## [Prompt]
Output every line of the data below as a numbered list, skipping blank lines. Leave the picture out of your answer.

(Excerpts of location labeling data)
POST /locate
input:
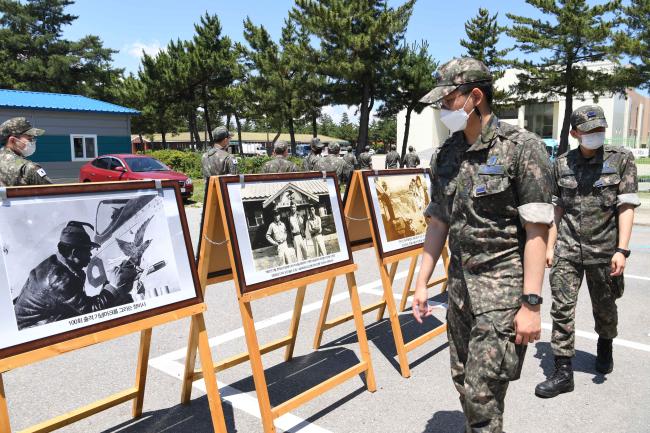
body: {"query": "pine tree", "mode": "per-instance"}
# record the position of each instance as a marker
(412, 78)
(573, 35)
(359, 41)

## [Exercise output]
1. POST /locate
2. input:
3. body: {"query": "pine tree", "mode": "per-instance"}
4. # record the position of each instance as a marker
5. (412, 78)
6. (573, 35)
7. (359, 41)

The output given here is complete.